SOAL SINGKAT A — Ulangi tanpa perubahan bagian teks tentang perjalanan bersepeda meninggalkan Bedugul, antara "Membelah Bali [5]" dan "jas hujan masing-masing.", termasuk kedua ujungnya.

TEKS BACAAN —
◇ ◇ ◇ ◇ ◇

Membelah Bali [5]
Perjalanan mengayuh sepeda meninggalkan Bedugul adalah perjalanan yang sangat berat. Terutama karena kita bertiga mesti meninggalkan keceriaan bersama anak-anak KISS-1, meninggalkan wajah-wajah takjub dan kagum mereka, dan buat Adhi Tiana, meninggalkan senyum manis seorang HE. Ditambah lagi dengan hujan yang mulai turun, semakin lama semakin lebat, ditemani kabut penghalang pandang mata yang dingin. Untung saja Putu Barli rela meminjamkan jas hujannya untukku, sementara Adhi dan Ardita sudah siap dengan jas hujan masing-masing.
Pada suatu kesempatan, entah karena apa, tiba-tiba saja aku yang bersepeda paling belakang, menggencet rem belakang sekuat-kuatnya. Tapi sial, mungkin karena hentakan yang tiba-tiba itu, tali rem belakangku putus. Sepeda masih melaju, aku panik, lalu naluri segera menggerakkan tangan untuk menggencet rem depan. Jalanan yang licin karena hujan sedang tidak bersahabat dengan sepedaku. Aku kehilangan keseimbangan, sepeda terpeleset, lalu bersama-sama, aku dan sepedaku, terjatuh. Mendengar suara gedubrak, Adhi dan Ardita menghentikan kayuhannya, menoleh ke belakang mereka, dan mendapati aku sedang berusaha bangkit dan membangkitkan sepedaku. Mereka menyongsongku sedikit panik.
“Kamu ga pa pa Wir?” Ardita bertanya, lalu tertawa kecil ketika aku hanya bisa cengengesan.
Adhi yang super religius lalu berkata dengan mimik yang super serius, “Mungkin kita sedang diperingatkan oleh Tuhan untuk sedikit lebih berhati-hati. Ayo kita berdoa….”
Spontan kita bertiga membentuk formasi doa angin, berlingkaran pada posisi berdiri dengan berpegangan tangan, kanan masing-masing menyilang di atas kiri, menundukkan kepala. Dan sejak saat itu, formasi ini selalu kita lakukan setiap melewati tugu, pohon, ataupun batu besar yang dililit kain poleng.

◇ ◇ ◇ ◇ ◇

SOAL SINGKAT B — Hitung baris dalam catatan yang memuat kata "mask" dan tuliskan angkanya saja.

◇ ◇ ◇ ◇ ◇

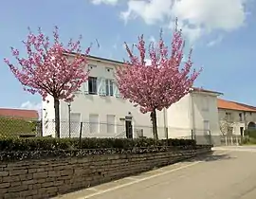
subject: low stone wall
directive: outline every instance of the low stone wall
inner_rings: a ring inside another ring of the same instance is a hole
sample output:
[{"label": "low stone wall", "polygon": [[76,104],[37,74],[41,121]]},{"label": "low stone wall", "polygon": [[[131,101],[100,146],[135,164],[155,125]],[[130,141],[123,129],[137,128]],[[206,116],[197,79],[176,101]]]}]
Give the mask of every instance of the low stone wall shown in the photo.
[{"label": "low stone wall", "polygon": [[0,163],[0,198],[49,198],[210,151],[210,146],[201,146],[155,153],[91,154],[80,158],[5,160]]}]

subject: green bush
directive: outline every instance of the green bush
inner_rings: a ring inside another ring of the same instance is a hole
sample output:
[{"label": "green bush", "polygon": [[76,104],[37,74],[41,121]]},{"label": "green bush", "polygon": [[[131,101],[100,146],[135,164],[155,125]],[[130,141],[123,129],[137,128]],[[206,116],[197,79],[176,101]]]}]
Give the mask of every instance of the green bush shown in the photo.
[{"label": "green bush", "polygon": [[191,139],[155,140],[153,138],[0,138],[0,151],[52,151],[77,149],[131,149],[134,147],[148,148],[154,146],[195,146]]},{"label": "green bush", "polygon": [[256,139],[256,130],[246,130],[244,135]]},{"label": "green bush", "polygon": [[18,118],[0,118],[0,136],[18,136],[35,134],[36,122]]}]

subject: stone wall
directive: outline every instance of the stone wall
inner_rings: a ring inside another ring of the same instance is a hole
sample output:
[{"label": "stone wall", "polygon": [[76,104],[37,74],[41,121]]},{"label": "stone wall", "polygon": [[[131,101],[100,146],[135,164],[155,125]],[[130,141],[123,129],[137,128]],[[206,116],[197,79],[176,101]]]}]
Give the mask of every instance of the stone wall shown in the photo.
[{"label": "stone wall", "polygon": [[149,171],[210,152],[194,150],[126,154],[92,154],[0,163],[0,198],[49,198]]}]

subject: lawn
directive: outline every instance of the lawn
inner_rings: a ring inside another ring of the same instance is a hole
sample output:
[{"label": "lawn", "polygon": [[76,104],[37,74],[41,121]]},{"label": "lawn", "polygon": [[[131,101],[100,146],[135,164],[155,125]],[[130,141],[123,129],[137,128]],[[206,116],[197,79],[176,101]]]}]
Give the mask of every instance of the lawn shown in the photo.
[{"label": "lawn", "polygon": [[25,119],[0,118],[0,136],[18,136],[36,134],[36,122]]}]

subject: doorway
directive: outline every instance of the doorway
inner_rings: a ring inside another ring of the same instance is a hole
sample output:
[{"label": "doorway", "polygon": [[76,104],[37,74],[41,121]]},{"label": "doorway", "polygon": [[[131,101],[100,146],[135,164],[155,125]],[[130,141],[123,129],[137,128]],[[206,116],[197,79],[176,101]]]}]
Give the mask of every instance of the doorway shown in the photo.
[{"label": "doorway", "polygon": [[244,127],[240,127],[240,135],[241,136],[244,136]]}]

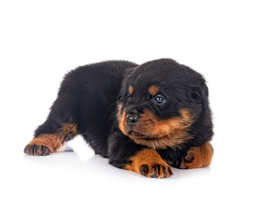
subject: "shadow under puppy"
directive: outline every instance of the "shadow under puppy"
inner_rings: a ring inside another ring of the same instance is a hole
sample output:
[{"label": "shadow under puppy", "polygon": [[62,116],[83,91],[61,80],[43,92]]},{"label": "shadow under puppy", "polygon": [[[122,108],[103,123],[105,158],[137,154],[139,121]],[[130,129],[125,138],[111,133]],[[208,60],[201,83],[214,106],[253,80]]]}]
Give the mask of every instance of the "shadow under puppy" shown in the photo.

◇ ◇ ◇ ◇ ◇

JAWABAN LENGKAP A —
Membelah Bali [5]
Perjalanan mengayuh sepeda meninggalkan Bedugul adalah perjalanan yang sangat berat. Terutama karena kita bertiga mesti meninggalkan keceriaan bersama anak-anak KISS-1, meninggalkan wajah-wajah takjub dan kagum mereka, dan buat Adhi Tiana, meninggalkan senyum manis seorang HE. Ditambah lagi dengan hujan yang mulai turun, semakin lama semakin lebat, ditemani kabut penghalang pandang mata yang dingin. Untung saja Putu Barli rela meminjamkan jas hujannya untukku, sementara Adhi dan Ardita sudah siap dengan jas hujan masing-masing.

JAWABAN LENGKAP B — 6